» Assigned task
Nothing should be left out. Transcribe the entries exactly as written.

[Dataset entries]
▶

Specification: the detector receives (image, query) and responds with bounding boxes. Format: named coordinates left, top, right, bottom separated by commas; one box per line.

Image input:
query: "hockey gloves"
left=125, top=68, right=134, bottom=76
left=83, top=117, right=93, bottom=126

◀

» Response to the task
Specification: the detector receives (image, query) and responds with bounding boxes. Format: named coordinates left, top, right, bottom separated by commas; one box per line.

Image input:
query: "hockey gloves"
left=125, top=68, right=134, bottom=76
left=83, top=117, right=93, bottom=126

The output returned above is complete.